A Super Sprint great - Tiggy Wiggy

Martin Stevens reflects on Tiggy Wiggy's Weatherbys Super Sprint success 10 years on.

The Weatherbys Super Sprint might not be a black-type race but its roll of honour features some brilliantly talented horses, from the ‘pocket rocket’ Lyric Fantasy through the speedball Superstar Leo to the popular rags-to-riches filly Mrs Danvers.

This year marks the tenth anniversary of another of the five-furlong dash’s iconic winners: the captivatingly quick Tiggy Wiggy.

It was in July 2014 that the bay filly, trained by Richard Hannon for Potensis Bloodstock, Chris Giles and Merriebelle Stable, blazed a trail under Richard Hughes and bolted up by six lengths at Newbury, stopping the clock in under one minute.

Tiggy Wiggy had already blown away the opposition in a maiden at Kempton, a conditions race at Salisbury and the National Stakes at Sandown, and finished second in the Marygate Stakes at York and Queen Mary Stakes at Royal Ascot.

She rounded off an outstanding season with decisive victories in the Lowther Stakes at York and Cheveley Park Stakes at Newmarket to be crowned joint-champion two-year-old filly in Europe with Prix Marcel Boussac heroine Found.

Tiggy Wiggy might not have subsequently achieved as much as Found, who landed the Prix de l’Arc de Triomphe and defeated Golden Horn to win the Breeders’ Cup Turf, but she did a lot more than many other physically forward juvenile sprinters, finishing a gallant third to Legatissimo in the 1000 Guineas at Newmarket.

Tiggy Wiggy was bred by Paul and Marie McCartan of Ballyphilip Stud under the CBS Bloodstock banner. She hailed from the fifth crop of her then still upwardly mobile sire Kodiac and was the second produce of the winning mare Kheleyf’s Silver, a Kheleyf half-sister to Norfolk Stakes scorer Masta Plasta.

Paul McCartan remembers: “It was still early days for Kodiac and he was standing at small money, but we’d seen some very nice horses by him and so decided to use him and sent him Kheleyf’s Silver, a lovely young mare from a fast family.

“We were happy with the foal, who turned out to be Tiggy Wiggy. She developed into a nice yearling: straightforward, with good limbs, strength in depth and action. She always looked quick, but obviously we never dreamed she’d turn out to be that quick!

“She had her first run on the 29th of March and won the Cheveley Park Stakes on the 27th of September, so it was a very enjoyable six months following her.”

McCartan pinpoints her Weatherbys Super Sprint success as her signature run.

“It was probably her best performance,” he says. “She seemed to accelerate twice, which is something you rarely see. She was really amazing that day.

“Funnily enough I’d been at Newmarket for the July meeting the week before, and I'd bumped into Richard Hannon’s senior head lad Tony Gorman on the way out and had a quick chat with him. I said it was a pity she hadn’t run in the Cherry Hinton Stakes that week and he replied ‘don’t worry, she’ll win the Super Sprint’.”

Tiggy Wiggy is one of a number of blisteringly quick horses bred by Ballyphilip Stud, along with Battaash and Harry Angel. Fairy Godmother, who weaved her way to victory in the Albany Stakes at Royal Ascot last month, is another farm graduate.

_____

Exercise details
Pick up the article on Tiggy Wiggy's Super Sprint win after its last sentence and keep writing. The entries that come next are a separate set of material, not part of the piece on Tiggy Wiggy.

_____

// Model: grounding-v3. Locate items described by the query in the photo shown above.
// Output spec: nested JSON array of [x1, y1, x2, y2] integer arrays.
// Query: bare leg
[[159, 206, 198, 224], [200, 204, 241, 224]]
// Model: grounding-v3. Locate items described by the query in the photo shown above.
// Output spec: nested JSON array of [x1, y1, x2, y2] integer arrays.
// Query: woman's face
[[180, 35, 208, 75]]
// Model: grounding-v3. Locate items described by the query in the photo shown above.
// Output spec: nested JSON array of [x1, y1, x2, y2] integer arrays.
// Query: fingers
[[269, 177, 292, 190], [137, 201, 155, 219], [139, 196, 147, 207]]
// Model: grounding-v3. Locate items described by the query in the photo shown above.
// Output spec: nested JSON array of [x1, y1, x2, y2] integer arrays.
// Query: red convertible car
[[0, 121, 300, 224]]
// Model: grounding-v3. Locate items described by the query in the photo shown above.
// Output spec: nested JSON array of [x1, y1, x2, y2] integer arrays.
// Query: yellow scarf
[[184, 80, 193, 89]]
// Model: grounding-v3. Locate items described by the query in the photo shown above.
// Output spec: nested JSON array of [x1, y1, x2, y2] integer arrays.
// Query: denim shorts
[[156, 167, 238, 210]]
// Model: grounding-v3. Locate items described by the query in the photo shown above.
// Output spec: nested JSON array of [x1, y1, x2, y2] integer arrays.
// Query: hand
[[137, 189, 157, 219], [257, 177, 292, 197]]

_____

Result of the exercise
“She might not be the fastest horse we’ve bred, but she’s definitely one of them,” says the unfailingly modest McCartan with a laugh.

Tiggy Wiggy was bought by agents who are also associated with numerous fast horses in Peter and Ross Doyle. The father-son talent scouts bid £41,000 to secure her from the Ballyphilip Stud draft at the Goffs UK Premier Yearling Sale of 2013.

“Doncaster has been a happy hunting ground for the Doyle family for a long time,” says Ross Doyle. “I remember the first time we saw Tiggy Wiggy quite clearly. We were doing our shortlist before the trainers and owners had got there, and she caught the eye as a very nice, neat and racy filly.

“She was a good combination of Kodiac and Kheleyf, as they both get good-looking horses, and she was from a fast family. She also came from a very good home, of course; the McCartans are brilliant breeders. We felt lucky to get her for £41,000.”

The Doyles’ haul at that year’s Goffs UK Premier Yearling Sale included three other high-class two-year-olds in Estidhkaar, Kool Kompany and Limato, but Tiggy Wiggy upstaged them all in 2014.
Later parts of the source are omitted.